Предоставляем слово очевидцу казни Степана Разина: «Везли ево… по Тверской улице на телеге, зделаном рундуке, стоячи, распетлен накрест, окована (так!) руки и ноги, а над главою ево была против лица ево повешена петля. А подле ево к тому же рундуку брат по левую сторону прикован… ево Фролко Разин, а по другую сторону самозванец–царевичь, который назывался царевичим (так!) Алексеем Алексеевичем. И бежали у рундука скованы пеши» [Тихомиров, 446 ].
Показательно, что в отличие от Западной Европы русские источники до начала XVII в. не знают ни одного самозванца, хотя в историческом бытии ситуации, «предрасполагавшие» к самозванству, возникали многократно [9] О стереотипе самозванства, о связи его с легендами о «возвращающемся избавителе» см.: Чистов, 24–236.

[ПОКАЗАННЫЕ ДАННЫЕ]
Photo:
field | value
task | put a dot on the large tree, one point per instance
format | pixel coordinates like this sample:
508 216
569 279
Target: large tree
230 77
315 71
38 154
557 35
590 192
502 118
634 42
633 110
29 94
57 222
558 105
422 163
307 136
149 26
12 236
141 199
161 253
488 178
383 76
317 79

[ЦЕЛЬ]
Ответьте на вопросы по тексту страницы.
(a) По какой улице везли Степана Разина?
(b) С какой стороны от Разина был прикован его брат?
(c) Сколько самозванцев знают русские источники до начала XVII в.?
Материал здесь не используется.

[ГОТОВЫЙ ОТВЕТ]
(a) По Тверской улице.
(b) По левую сторону.
(c) Ни одного.